======== KUTIPAN TERPILIH ========

27 Januari 2018

Berapa Harga Website yang dibuat dari Dreamweaver?

Saya butuh website, kamu bisa dreamveaver kan? Berapa tarifnya? Pertanyaan sederhana dari orang yang (agaknya) cukup sederhana juga, meski boleh dibilang sotoy alias sok tahu. Duh, jadi somse.. Nggak maksud gitu. Hanya rindu ungkapan-ungkapan sederhana yang lama tak terdengar, seperti ketika ada kawan pegang monitor second yang teronggok di tempat service. Diputar-putar, diamati, dan tanya: "Ini pake windows 95 ya?!. #glek.

Itu era dulu, era sekarang seperti nasehat kawan dalam mencari apapun di internet: "Coba deh kamu googling pake yahoo."

======== CUPLIKAN DATA ========

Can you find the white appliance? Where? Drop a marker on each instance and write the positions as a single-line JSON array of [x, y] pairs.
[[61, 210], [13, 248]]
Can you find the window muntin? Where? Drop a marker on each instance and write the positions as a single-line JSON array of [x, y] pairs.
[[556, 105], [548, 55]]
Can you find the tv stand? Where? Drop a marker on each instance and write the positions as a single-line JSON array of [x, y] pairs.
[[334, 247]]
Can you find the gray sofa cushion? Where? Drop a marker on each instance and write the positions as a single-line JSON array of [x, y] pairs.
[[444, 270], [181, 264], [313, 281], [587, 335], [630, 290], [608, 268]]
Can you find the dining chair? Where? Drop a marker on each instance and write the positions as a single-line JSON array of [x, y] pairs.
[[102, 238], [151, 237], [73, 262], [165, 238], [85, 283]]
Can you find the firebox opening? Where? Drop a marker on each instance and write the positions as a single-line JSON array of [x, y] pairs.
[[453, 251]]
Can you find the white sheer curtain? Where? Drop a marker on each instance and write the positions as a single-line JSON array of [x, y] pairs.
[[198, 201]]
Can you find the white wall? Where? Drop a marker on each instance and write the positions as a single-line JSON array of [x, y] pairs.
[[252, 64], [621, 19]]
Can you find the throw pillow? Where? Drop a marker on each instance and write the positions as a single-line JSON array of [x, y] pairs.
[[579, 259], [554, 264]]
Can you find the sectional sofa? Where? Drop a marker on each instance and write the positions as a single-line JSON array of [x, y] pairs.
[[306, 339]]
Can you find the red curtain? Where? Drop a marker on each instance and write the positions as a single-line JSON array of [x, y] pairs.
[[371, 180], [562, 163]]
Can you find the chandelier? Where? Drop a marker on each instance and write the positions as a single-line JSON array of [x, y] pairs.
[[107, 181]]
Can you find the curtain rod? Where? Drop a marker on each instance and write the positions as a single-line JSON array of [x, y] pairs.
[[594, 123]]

========

=== YANG PERLU DIKERJAKAN ===
1) Kutip dari tulisan tentang harga website Dreamweaver bagian yang dimulai pada kata-kata "27 Januari 2018" dan berhenti setelah kata-kata "95 ya?!. #glek.".
2) Sebutkan semua kalimat tanya dalam paragraf tulisan tentang harga website Dreamweaver yang diawali "Saya butuh website".
3) Teruskan tulisan tentang harga website Dreamweaver mulai dari kalimat terakhirnya.
Materi tersebut tidak diperlukan di sini.

=== JAWABAN YANG DIHARAPKAN ===
1)
27 Januari 2018

Berapa Harga Website yang dibuat dari Dreamweaver?

Saya butuh website, kamu bisa dreamveaver kan? Berapa tarifnya? Pertanyaan sederhana dari orang yang (agaknya) cukup sederhana juga, meski boleh dibilang sotoy alias sok tahu. Duh, jadi somse.. Nggak maksud gitu. Hanya rindu ungkapan-ungkapan sederhana yang lama tak terdengar, seperti ketika ada kawan pegang monitor second yang teronggok di tempat service. Diputar-putar, diamati, dan tanya: "Ini pake windows 95 ya?!. #glek.

2)
- Saya butuh website, kamu bisa dreamveaver kan?
- Berapa tarifnya?
- Ini pake windows 95 ya?!

3)
Hehehe..Dan dreamveaver itu, membuat saya bernostalgia mundur kebelakang. Jauh banget. Kurleb 17 tahun lalu, saya merasakan bagaimana canggihnya dreamveaver dari Isnan, saat bikin situs padhangmbulan.com (official CakNun). Teman ngaji di Emha Ainun Nadjib serta kawan kuliah arsitektur itu memperkenalkan metode membuat action mouse over dengan memanfaatkan behaviour.

Cukup terpana saya dibuatnya. Betapa canggih. Sebelum dreamweaver saya menggunakan MS Frontpage, membuat efek tersebut butuh copas code-code javascript yang saya dapat dari yahoo.com. Separuhnya masih bekerja dalam mode HTML. Beruntung saya tak kaget dengan mode tersebut karena beberapa tahun sebelumnya saat awal kuliah sudah mempelajari HTML for Fundamental yang saya beli dari TB Uranus. Tak banyak millestone selain ikut lomba desain website yang diselenggaran tabloid Komputek. Gak menang, tapi cukup mengenang, karena lawannya adalah orang sam-design (yang kemudian populer sebagai perusahaan web development ).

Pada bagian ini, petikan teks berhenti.